Vlaams Parlementslid
Aantal dode dassen in het verkeer verdubbelde op vijf jaar tijd
De das is de voorbije jaren sterk in opmars in Vlaanderen, niet in het minst in Limburg. Waar de soort decennia geleden quasi verdwenen was, zien we vandaag een gestage uitbreiding van de populatie. Dat gaat ondanks inspanningen voor het plaatsen van faunaroosters langs gewest- en snelwegen, helaas gepaard met een stijgend aantal dode dassen in het verkeer. Het aantal geregistreerde verkeersslachtoffers van das steeg van 64 in 2020 naar 135 in 2024. Ook in 2025 wordt een verdere stijging verwacht. Dat meldt Vlaams minister van Omgeving Jo Brouns op een schriftelijke vraag van Vlaams parlementslid Andy Pieters (N-VA).
De das is een nachtdier en schuifelt met zijn neus aan de grond in zijn territorium rond, op zoek naar langzaam bewegende prooien en plantaardig voedsel. Het is een van de dieren in Vlaanderen met last van de versnippering van onze natuur en daardoor ook vaak slachtoffer in het verkeer door het oversteken van wegen. Vlaams parlementslid Andy Pieters (N-VA) bevroeg bevoegd minister van Omgeving Jo Brouns over de cijfers.
“Op basis van de verzamelde data binnen het Marternetwerk van het INBO, zien we dat 626 verkeersslachtoffers werden gemeld sinds 2020. Het gaat hier enkel over gegevens met 100% zekere waarnemingen. De inzameling in 2025 is nog niet afgerond, de cijfers van dit jaar zijn dus nog onvolledig”, klinkt het bij minister Brouns op vraag van Pieters.
In 2020 ging het om 64 geregistreerde dode dassen in het verkeer, in 2024 gaat het al om 135. Meer dan een verdubbeling. De cijfers van 2025 zijn nog niet compleet, maar alles wijst op een verdere stijging.

:::::

# [Opdracht]
Druk uit het bericht over dode dassen hierboven alstublieft letterlijk het deel af dat begint met de woorden met "In 2020 ging" en eindigt met "een verdere stijging.".

# [Verstrekte gegevens]
:::::

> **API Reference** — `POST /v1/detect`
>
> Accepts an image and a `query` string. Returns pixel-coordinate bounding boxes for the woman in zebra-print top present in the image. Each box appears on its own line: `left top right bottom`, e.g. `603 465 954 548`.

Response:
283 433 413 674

:::::

# [Antwoord op opdracht]
In 2020 ging het om 64 geregistreerde dode dassen in het verkeer, in 2024 gaat het al om 135. Meer dan een verdubbeling. De cijfers van 2025 zijn nog niet compleet, maar alles wijst op een verdere stijging.